GIVEN INSTRUCTION:
Rewrite every line of the listing below as a numbered list, skipping blank lines and leaving the pictures out.

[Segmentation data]
※ ※ ※
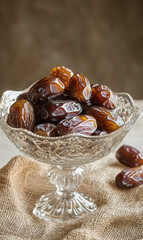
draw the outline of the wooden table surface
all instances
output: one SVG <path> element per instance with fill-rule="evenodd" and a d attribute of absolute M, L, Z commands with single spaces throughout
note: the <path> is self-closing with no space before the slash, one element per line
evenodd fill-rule
<path fill-rule="evenodd" d="M 143 110 L 143 100 L 136 100 L 135 102 Z M 127 134 L 121 145 L 124 143 L 138 148 L 143 153 L 143 116 Z M 10 142 L 0 129 L 0 168 L 6 165 L 12 157 L 20 154 L 14 144 Z"/>

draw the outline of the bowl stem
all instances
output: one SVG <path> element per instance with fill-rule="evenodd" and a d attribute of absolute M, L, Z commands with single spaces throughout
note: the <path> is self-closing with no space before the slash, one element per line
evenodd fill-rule
<path fill-rule="evenodd" d="M 48 172 L 56 191 L 43 195 L 37 201 L 33 213 L 42 219 L 61 222 L 81 217 L 96 210 L 94 200 L 77 192 L 83 167 L 53 166 Z"/>

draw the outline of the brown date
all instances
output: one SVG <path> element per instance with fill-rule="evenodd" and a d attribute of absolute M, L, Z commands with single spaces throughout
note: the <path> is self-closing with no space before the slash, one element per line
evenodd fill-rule
<path fill-rule="evenodd" d="M 136 148 L 128 145 L 118 149 L 116 158 L 128 167 L 138 167 L 143 164 L 143 155 Z"/>
<path fill-rule="evenodd" d="M 23 100 L 23 99 L 28 100 L 27 93 L 22 93 L 17 97 L 17 100 Z"/>
<path fill-rule="evenodd" d="M 96 128 L 96 120 L 88 115 L 78 115 L 70 119 L 64 119 L 57 124 L 59 135 L 66 135 L 69 133 L 91 135 L 95 132 Z"/>
<path fill-rule="evenodd" d="M 43 104 L 40 103 L 34 103 L 33 109 L 34 109 L 34 116 L 35 116 L 35 125 L 38 125 L 40 123 L 44 123 L 45 120 L 41 117 L 41 110 L 42 110 Z"/>
<path fill-rule="evenodd" d="M 99 128 L 111 133 L 120 128 L 124 122 L 116 113 L 102 107 L 91 107 L 86 110 L 86 114 L 93 116 Z"/>
<path fill-rule="evenodd" d="M 116 176 L 115 182 L 119 188 L 141 185 L 143 183 L 143 166 L 123 170 Z"/>
<path fill-rule="evenodd" d="M 54 124 L 51 124 L 51 123 L 39 124 L 36 127 L 34 127 L 33 132 L 37 135 L 45 136 L 45 137 L 56 137 L 56 136 L 58 136 L 56 126 Z"/>
<path fill-rule="evenodd" d="M 117 107 L 117 95 L 105 85 L 92 85 L 91 103 L 108 109 Z"/>
<path fill-rule="evenodd" d="M 10 107 L 7 124 L 14 128 L 32 131 L 34 127 L 34 109 L 27 100 L 18 100 Z"/>
<path fill-rule="evenodd" d="M 70 79 L 70 95 L 78 102 L 85 103 L 90 100 L 91 86 L 89 80 L 81 73 L 74 74 Z"/>
<path fill-rule="evenodd" d="M 73 75 L 72 70 L 64 66 L 57 66 L 52 69 L 50 75 L 51 77 L 59 78 L 62 81 L 62 83 L 65 85 L 65 89 L 69 90 L 70 78 Z"/>
<path fill-rule="evenodd" d="M 43 107 L 41 116 L 46 120 L 57 123 L 64 118 L 74 117 L 81 111 L 81 105 L 73 100 L 51 100 Z"/>
<path fill-rule="evenodd" d="M 30 88 L 27 97 L 34 103 L 43 103 L 60 96 L 64 89 L 64 84 L 58 78 L 46 77 Z"/>
<path fill-rule="evenodd" d="M 105 136 L 107 135 L 108 133 L 106 131 L 102 131 L 100 129 L 96 129 L 95 132 L 92 134 L 93 136 Z"/>

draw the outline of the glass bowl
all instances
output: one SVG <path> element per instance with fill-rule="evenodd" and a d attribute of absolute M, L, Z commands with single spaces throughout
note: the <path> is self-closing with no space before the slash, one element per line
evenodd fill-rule
<path fill-rule="evenodd" d="M 76 133 L 42 137 L 25 129 L 12 128 L 6 123 L 11 104 L 28 89 L 3 93 L 0 101 L 0 125 L 24 155 L 51 165 L 48 177 L 57 190 L 43 195 L 36 202 L 33 213 L 41 219 L 61 222 L 94 212 L 94 199 L 77 191 L 84 172 L 81 165 L 99 160 L 113 151 L 139 119 L 142 111 L 135 106 L 129 94 L 117 93 L 117 111 L 125 124 L 115 132 L 104 136 Z"/>

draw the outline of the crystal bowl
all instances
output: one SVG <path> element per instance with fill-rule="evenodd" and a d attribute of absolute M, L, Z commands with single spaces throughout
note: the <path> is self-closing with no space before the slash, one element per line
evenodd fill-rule
<path fill-rule="evenodd" d="M 28 89 L 3 93 L 0 101 L 0 126 L 24 155 L 51 165 L 48 177 L 57 190 L 43 195 L 36 202 L 33 213 L 41 219 L 61 222 L 94 212 L 94 199 L 77 192 L 84 172 L 81 165 L 99 160 L 113 151 L 139 119 L 142 111 L 135 106 L 129 94 L 117 93 L 117 111 L 124 120 L 124 125 L 118 130 L 104 136 L 75 133 L 43 137 L 25 129 L 12 128 L 6 123 L 10 106 L 18 95 Z"/>

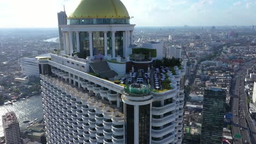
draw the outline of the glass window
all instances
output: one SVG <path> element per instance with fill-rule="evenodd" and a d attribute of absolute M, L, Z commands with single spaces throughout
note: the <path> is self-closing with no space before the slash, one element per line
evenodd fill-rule
<path fill-rule="evenodd" d="M 87 32 L 79 33 L 80 39 L 80 54 L 78 57 L 85 58 L 90 56 L 89 35 Z"/>
<path fill-rule="evenodd" d="M 96 58 L 100 58 L 104 56 L 104 33 L 103 32 L 94 32 L 92 33 L 92 47 L 94 56 L 97 56 Z"/>
<path fill-rule="evenodd" d="M 68 19 L 68 25 L 130 24 L 129 19 Z"/>
<path fill-rule="evenodd" d="M 108 32 L 107 33 L 107 37 L 108 54 L 110 54 L 111 56 L 112 56 L 112 34 L 111 32 Z"/>
<path fill-rule="evenodd" d="M 118 31 L 115 33 L 115 56 L 124 56 L 123 32 Z"/>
※ ※ ※
EXERCISE RESPONSE:
1. draw the outline of the wooden table surface
2. all instances
3. output: one SVG <path> element per instance with fill-rule="evenodd" and a d attribute of absolute M, L, Z commands with single spaces throughout
4. note: the <path> is self-closing with no space before the slash, one element per line
5. evenodd fill-rule
6. <path fill-rule="evenodd" d="M 143 110 L 143 100 L 136 100 L 135 102 Z M 127 134 L 121 145 L 124 143 L 138 148 L 143 153 L 143 116 Z M 10 142 L 0 129 L 0 168 L 6 165 L 12 157 L 20 154 L 14 144 Z"/>
7. draw the outline of the bowl stem
8. all instances
9. output: one SVG <path> element per instance with fill-rule="evenodd" and a d attribute of absolute M, L, Z commands with single spaces throughout
10. note: the <path> is self-closing with no space before the slash, one element per line
11. evenodd fill-rule
12. <path fill-rule="evenodd" d="M 48 172 L 56 191 L 43 195 L 37 201 L 33 213 L 42 219 L 61 222 L 81 217 L 96 210 L 94 200 L 77 192 L 83 167 L 53 166 Z"/>
13. draw the outline of the brown date
14. all instances
15. output: one SVG <path> element per instance with fill-rule="evenodd" and a d attribute of absolute M, L, Z commands with single spaces throughout
16. note: the <path> is self-closing with no space before the slash, one element per line
17. evenodd fill-rule
18. <path fill-rule="evenodd" d="M 136 148 L 128 145 L 118 149 L 116 158 L 128 167 L 138 167 L 143 164 L 143 155 Z"/>
19. <path fill-rule="evenodd" d="M 23 100 L 23 99 L 28 100 L 27 93 L 22 93 L 17 97 L 17 100 Z"/>
20. <path fill-rule="evenodd" d="M 96 128 L 96 120 L 88 115 L 78 115 L 70 119 L 64 119 L 57 124 L 59 135 L 66 135 L 69 133 L 91 135 L 95 132 Z"/>
21. <path fill-rule="evenodd" d="M 43 104 L 40 103 L 34 103 L 33 109 L 34 109 L 34 116 L 35 116 L 35 125 L 38 125 L 40 123 L 44 123 L 45 120 L 41 117 L 41 110 L 42 110 Z"/>
22. <path fill-rule="evenodd" d="M 99 128 L 111 133 L 120 128 L 124 122 L 116 113 L 102 107 L 91 107 L 86 110 L 86 114 L 93 116 Z"/>
23. <path fill-rule="evenodd" d="M 116 176 L 115 182 L 119 188 L 141 185 L 143 183 L 143 166 L 123 170 Z"/>
24. <path fill-rule="evenodd" d="M 54 124 L 51 124 L 51 123 L 39 124 L 36 127 L 34 127 L 33 132 L 37 135 L 45 136 L 45 137 L 56 137 L 56 136 L 58 136 L 56 126 Z"/>
25. <path fill-rule="evenodd" d="M 117 107 L 117 95 L 105 85 L 92 85 L 91 103 L 108 109 Z"/>
26. <path fill-rule="evenodd" d="M 10 107 L 7 124 L 14 128 L 32 131 L 34 127 L 34 109 L 27 100 L 18 100 Z"/>
27. <path fill-rule="evenodd" d="M 70 79 L 70 95 L 78 102 L 85 103 L 90 100 L 91 86 L 89 80 L 81 73 L 74 74 Z"/>
28. <path fill-rule="evenodd" d="M 73 75 L 72 70 L 64 66 L 57 66 L 52 69 L 50 75 L 51 77 L 59 78 L 62 81 L 62 83 L 65 85 L 65 89 L 69 90 L 70 78 Z"/>
29. <path fill-rule="evenodd" d="M 43 107 L 41 116 L 46 120 L 57 123 L 64 118 L 74 117 L 81 111 L 81 105 L 73 100 L 51 100 Z"/>
30. <path fill-rule="evenodd" d="M 30 88 L 27 97 L 34 103 L 43 103 L 60 96 L 64 89 L 64 84 L 58 78 L 46 77 Z"/>
31. <path fill-rule="evenodd" d="M 105 136 L 107 135 L 108 133 L 106 131 L 102 131 L 100 129 L 96 129 L 95 132 L 92 134 L 93 136 Z"/>
32. draw the outline of the glass bowl
33. all instances
34. output: one SVG <path> element per instance with fill-rule="evenodd" and a d attribute of absolute M, L, Z commands with single spaces throughout
35. note: the <path> is self-closing with no space before the slash, one element per line
36. evenodd fill-rule
37. <path fill-rule="evenodd" d="M 76 133 L 42 137 L 25 129 L 12 128 L 6 123 L 11 104 L 28 89 L 3 93 L 0 101 L 0 125 L 24 155 L 51 165 L 48 177 L 57 190 L 43 195 L 36 202 L 33 213 L 41 219 L 61 222 L 94 212 L 94 199 L 77 191 L 84 172 L 81 165 L 99 160 L 113 151 L 139 119 L 142 111 L 135 106 L 129 94 L 117 93 L 117 111 L 125 124 L 115 132 L 104 136 Z"/>
38. draw the outline of the crystal bowl
39. all instances
40. output: one SVG <path> element per instance with fill-rule="evenodd" and a d attribute of absolute M, L, Z commands with single spaces throughout
41. note: the <path> is self-closing with no space before the slash, one element per line
42. evenodd fill-rule
43. <path fill-rule="evenodd" d="M 28 89 L 3 93 L 0 101 L 0 126 L 24 155 L 51 165 L 48 177 L 57 190 L 43 195 L 36 202 L 33 213 L 41 219 L 61 222 L 94 212 L 94 199 L 77 192 L 84 172 L 81 165 L 99 160 L 113 151 L 139 119 L 142 111 L 135 106 L 129 94 L 117 93 L 117 111 L 124 120 L 124 125 L 118 130 L 104 136 L 75 133 L 43 137 L 25 129 L 12 128 L 6 123 L 10 106 L 18 95 Z"/>
44. draw the outline of the glass window
45. all instances
46. output: one SVG <path> element per instance with fill-rule="evenodd" and a d attribute of absolute M, L, Z commands with single spaces throughout
47. note: the <path> is self-closing with no space before the slash, one element per line
48. evenodd fill-rule
49. <path fill-rule="evenodd" d="M 87 32 L 79 33 L 80 39 L 80 54 L 78 57 L 85 58 L 90 56 L 89 35 Z"/>
50. <path fill-rule="evenodd" d="M 96 58 L 100 58 L 104 56 L 104 33 L 103 32 L 94 32 L 92 33 L 92 47 L 94 56 L 97 56 Z"/>
51. <path fill-rule="evenodd" d="M 68 19 L 68 25 L 130 24 L 129 19 Z"/>
52. <path fill-rule="evenodd" d="M 108 32 L 107 33 L 107 37 L 108 54 L 110 54 L 111 56 L 112 56 L 112 34 L 111 32 Z"/>
53. <path fill-rule="evenodd" d="M 118 31 L 115 33 L 115 56 L 124 56 L 123 32 Z"/>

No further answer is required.